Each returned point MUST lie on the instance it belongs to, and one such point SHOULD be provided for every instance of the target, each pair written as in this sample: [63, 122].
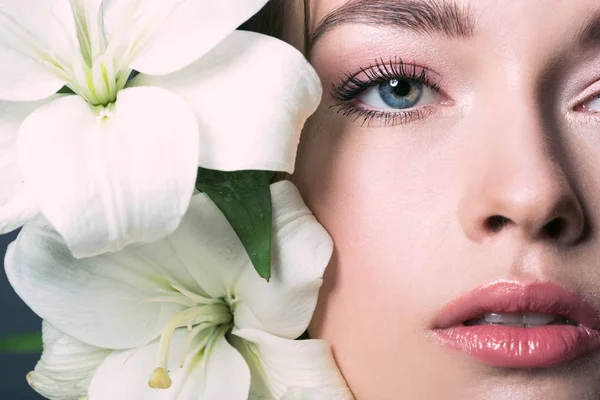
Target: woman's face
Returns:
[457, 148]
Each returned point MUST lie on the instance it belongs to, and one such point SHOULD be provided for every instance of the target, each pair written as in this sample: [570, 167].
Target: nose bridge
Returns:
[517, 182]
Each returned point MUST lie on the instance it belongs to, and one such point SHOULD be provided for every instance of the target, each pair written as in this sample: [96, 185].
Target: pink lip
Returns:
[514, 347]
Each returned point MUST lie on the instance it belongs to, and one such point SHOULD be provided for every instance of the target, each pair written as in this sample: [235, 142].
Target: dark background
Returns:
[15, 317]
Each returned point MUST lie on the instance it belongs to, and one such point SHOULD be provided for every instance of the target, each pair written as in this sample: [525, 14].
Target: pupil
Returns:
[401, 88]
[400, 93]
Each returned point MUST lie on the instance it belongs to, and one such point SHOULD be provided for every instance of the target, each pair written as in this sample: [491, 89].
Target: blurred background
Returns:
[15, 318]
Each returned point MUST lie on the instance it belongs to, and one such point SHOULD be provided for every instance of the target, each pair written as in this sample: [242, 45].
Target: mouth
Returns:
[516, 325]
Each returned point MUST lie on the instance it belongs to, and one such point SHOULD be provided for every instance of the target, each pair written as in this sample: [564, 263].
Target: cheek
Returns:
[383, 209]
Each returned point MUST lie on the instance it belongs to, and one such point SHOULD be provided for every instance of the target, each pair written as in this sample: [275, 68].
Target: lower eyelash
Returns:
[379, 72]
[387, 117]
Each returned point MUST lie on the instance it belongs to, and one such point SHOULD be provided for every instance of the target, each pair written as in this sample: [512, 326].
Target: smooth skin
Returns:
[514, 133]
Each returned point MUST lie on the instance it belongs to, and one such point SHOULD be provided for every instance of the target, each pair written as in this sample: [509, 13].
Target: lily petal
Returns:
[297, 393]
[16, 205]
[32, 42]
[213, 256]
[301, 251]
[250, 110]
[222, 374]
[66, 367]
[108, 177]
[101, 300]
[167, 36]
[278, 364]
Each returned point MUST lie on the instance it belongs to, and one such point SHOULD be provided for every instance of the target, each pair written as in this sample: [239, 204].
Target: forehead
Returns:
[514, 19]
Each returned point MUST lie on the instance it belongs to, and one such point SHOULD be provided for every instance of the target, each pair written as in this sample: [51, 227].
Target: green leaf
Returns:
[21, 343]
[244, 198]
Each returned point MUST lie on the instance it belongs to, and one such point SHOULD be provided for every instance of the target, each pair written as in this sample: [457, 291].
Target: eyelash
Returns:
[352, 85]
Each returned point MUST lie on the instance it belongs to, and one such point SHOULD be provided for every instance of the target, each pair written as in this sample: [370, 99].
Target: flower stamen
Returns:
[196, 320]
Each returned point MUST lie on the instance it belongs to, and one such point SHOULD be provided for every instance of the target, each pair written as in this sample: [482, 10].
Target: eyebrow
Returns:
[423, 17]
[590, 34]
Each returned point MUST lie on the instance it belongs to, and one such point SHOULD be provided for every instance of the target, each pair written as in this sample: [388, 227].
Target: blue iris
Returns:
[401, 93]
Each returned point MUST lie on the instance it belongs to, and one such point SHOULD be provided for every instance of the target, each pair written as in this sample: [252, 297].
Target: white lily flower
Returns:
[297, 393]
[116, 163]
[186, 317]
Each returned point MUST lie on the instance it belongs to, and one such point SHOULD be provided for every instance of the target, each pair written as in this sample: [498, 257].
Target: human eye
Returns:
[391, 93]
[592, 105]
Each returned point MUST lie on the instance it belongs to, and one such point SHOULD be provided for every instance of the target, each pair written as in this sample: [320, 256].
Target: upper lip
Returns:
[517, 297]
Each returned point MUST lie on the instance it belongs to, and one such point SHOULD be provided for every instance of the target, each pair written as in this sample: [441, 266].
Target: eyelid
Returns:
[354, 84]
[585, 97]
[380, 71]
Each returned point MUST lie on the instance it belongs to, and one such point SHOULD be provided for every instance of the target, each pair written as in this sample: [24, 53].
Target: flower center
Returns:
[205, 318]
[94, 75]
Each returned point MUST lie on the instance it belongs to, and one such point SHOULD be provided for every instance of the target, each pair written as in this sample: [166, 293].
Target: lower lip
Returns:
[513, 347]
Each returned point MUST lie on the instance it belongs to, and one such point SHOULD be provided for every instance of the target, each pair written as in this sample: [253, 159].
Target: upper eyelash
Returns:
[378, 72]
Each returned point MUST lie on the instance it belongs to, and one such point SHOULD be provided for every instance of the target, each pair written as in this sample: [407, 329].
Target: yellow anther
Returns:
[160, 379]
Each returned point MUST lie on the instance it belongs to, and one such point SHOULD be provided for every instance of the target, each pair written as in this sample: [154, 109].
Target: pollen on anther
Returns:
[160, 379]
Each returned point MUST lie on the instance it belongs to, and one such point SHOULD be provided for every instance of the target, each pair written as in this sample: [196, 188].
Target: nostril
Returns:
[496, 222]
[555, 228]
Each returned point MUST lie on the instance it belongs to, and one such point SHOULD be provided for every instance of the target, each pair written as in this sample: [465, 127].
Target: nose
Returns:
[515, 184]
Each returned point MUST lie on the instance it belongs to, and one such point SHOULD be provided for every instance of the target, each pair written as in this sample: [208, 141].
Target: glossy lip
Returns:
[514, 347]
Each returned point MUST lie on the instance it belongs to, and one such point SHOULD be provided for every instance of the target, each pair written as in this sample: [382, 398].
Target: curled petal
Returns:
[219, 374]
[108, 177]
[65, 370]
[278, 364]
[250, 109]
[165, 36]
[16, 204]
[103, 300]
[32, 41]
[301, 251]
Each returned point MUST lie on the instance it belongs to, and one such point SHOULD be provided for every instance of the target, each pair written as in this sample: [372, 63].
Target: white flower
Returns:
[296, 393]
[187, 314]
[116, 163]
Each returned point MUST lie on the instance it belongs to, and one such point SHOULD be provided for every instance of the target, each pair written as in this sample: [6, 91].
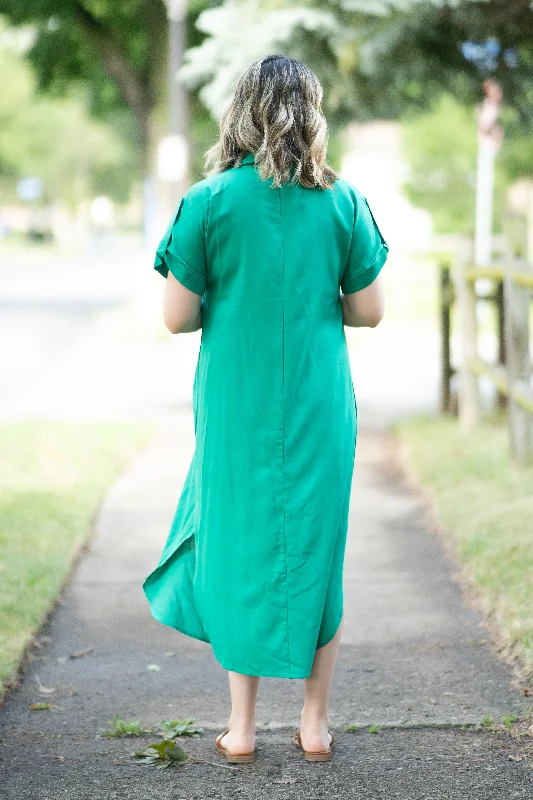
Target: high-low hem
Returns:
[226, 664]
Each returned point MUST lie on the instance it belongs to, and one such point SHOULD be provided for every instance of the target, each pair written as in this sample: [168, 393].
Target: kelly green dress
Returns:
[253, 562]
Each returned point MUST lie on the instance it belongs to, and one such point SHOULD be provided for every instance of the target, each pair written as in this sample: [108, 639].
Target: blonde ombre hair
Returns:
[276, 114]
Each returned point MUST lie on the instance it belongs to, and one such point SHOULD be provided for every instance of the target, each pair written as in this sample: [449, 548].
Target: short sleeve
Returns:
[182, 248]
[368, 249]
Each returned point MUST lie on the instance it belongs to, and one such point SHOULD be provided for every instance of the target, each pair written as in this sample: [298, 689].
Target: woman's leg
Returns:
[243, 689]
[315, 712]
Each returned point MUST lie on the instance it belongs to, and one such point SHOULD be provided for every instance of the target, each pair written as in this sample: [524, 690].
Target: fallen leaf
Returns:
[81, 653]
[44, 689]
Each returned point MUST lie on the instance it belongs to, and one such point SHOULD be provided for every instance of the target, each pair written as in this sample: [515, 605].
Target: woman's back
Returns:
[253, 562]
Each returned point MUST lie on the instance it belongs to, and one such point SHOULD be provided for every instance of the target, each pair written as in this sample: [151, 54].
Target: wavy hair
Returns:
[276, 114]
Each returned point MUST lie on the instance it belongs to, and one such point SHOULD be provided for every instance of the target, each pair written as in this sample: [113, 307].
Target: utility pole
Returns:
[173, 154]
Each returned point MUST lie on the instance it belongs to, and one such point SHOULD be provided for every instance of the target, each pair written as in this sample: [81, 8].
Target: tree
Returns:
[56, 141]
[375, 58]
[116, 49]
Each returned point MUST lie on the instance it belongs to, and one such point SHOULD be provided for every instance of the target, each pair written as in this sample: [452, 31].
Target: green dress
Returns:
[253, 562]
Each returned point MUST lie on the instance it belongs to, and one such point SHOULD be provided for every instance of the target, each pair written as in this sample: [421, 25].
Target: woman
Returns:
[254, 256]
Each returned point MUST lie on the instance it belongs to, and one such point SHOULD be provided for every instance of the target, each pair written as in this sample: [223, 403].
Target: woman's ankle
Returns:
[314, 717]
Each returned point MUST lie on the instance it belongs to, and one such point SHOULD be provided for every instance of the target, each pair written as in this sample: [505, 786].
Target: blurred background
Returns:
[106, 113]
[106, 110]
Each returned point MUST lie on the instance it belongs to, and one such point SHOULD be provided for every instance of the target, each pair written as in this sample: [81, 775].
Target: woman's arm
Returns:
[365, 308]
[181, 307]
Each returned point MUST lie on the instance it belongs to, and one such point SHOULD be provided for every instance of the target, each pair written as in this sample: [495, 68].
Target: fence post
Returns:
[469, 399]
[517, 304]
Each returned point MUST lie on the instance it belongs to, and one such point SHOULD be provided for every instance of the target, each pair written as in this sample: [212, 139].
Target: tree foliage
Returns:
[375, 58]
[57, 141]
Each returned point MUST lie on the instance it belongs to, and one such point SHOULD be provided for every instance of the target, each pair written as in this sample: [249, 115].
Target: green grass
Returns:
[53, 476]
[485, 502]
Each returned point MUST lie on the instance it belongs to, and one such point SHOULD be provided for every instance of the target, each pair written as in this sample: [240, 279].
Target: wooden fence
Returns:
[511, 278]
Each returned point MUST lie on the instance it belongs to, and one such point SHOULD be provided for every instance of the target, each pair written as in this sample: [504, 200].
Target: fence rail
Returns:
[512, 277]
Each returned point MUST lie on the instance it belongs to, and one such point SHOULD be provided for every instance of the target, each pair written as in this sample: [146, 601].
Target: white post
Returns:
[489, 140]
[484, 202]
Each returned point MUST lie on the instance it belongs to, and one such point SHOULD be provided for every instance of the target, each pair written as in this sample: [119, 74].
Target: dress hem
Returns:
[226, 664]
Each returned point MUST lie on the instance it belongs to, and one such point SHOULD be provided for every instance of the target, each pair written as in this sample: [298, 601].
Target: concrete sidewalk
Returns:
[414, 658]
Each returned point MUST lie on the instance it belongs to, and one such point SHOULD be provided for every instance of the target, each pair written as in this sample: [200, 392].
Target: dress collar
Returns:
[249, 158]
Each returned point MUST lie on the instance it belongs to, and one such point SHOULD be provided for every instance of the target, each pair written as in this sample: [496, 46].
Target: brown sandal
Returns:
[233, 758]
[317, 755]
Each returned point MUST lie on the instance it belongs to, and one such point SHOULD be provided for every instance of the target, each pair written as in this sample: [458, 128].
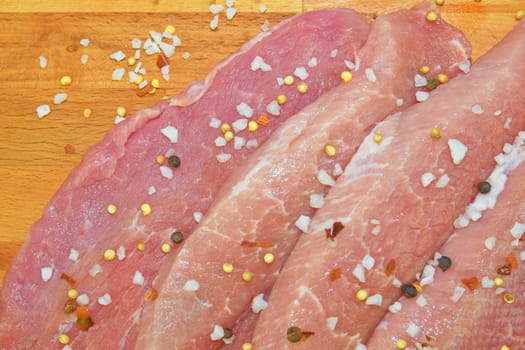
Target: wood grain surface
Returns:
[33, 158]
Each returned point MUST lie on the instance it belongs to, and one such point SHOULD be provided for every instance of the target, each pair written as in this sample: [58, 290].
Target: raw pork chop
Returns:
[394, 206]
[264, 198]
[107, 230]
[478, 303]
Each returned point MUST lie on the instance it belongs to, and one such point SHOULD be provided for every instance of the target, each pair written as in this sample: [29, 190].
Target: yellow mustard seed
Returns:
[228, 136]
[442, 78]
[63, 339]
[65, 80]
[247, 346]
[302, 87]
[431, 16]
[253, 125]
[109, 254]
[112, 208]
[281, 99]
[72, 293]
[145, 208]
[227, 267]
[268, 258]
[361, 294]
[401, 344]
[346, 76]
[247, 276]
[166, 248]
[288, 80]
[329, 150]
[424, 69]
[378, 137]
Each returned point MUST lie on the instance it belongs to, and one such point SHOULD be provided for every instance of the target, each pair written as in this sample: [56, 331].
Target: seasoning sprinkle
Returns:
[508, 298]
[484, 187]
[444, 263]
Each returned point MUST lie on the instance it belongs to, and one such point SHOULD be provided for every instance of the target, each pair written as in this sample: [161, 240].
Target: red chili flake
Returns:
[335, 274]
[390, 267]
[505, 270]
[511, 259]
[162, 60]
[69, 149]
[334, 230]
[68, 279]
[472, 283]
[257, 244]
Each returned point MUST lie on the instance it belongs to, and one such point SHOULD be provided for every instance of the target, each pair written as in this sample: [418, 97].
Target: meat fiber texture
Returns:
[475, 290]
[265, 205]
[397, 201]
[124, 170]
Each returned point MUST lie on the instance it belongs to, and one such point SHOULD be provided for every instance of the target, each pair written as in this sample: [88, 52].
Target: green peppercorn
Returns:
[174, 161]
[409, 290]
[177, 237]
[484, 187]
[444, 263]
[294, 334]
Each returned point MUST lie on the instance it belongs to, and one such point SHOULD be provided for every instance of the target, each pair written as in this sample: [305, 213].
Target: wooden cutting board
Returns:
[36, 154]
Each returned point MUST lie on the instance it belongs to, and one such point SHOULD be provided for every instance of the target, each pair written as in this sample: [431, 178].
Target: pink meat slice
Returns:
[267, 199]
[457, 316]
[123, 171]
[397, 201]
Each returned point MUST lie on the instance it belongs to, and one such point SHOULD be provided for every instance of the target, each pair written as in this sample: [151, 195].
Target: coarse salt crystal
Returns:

========

_The exercise_:
Print only the lines from the one with "sample: [56, 331]." to the end of the records, both included.

_Result for this task_:
Each returned point MUST lie on the instance it belongs to, and one such point SHOULD be provided for every instance of the target, each pair written as in this sample: [56, 331].
Target: seasoning sprinkle
Returns:
[508, 298]
[484, 187]
[444, 263]
Each returned point MUST lie on the instance it belongs to, and one such point SHOULD be provided for every instance of the target, each pair written as in this sample: [161, 240].
Target: red chili flake
Returns:
[335, 274]
[390, 267]
[505, 270]
[511, 259]
[162, 60]
[69, 149]
[334, 230]
[68, 279]
[472, 283]
[257, 244]
Each returned point MUST lie on the instance it belongs to, and one such point SHOULD be provided for every instance of the target, each pair written as in this sample: [418, 97].
Target: meat fiber texture
Returns:
[475, 290]
[265, 205]
[397, 201]
[124, 170]
Each returned point MUST lie on the instance it belongs to, and one such point SHOULD be provided for every instance of the target, each pair written as in this sample: [88, 52].
Target: green peppercorn
Returns:
[174, 161]
[409, 290]
[177, 237]
[484, 187]
[444, 263]
[294, 334]
Each returned point MUST lie on the instance it belongs to, and one such point SHOULD be provided for every instance of the target, each pair written as in this sample: [305, 213].
Target: wooden cutting board
Returns:
[36, 154]
Each returned point MUST lie on the instance it belongs to, and one such point SHOULD be provided for every instance of the target, each pair written as in this sample: [431, 178].
Target: pink meat slice
Returns:
[267, 199]
[457, 316]
[123, 171]
[397, 201]
Each returned point MUST lie on the instance it belongs to, and one such point SHOULD be provided for every instance of the target, each pair written as in this sample: [151, 195].
Target: coarse salt crystal
Returns:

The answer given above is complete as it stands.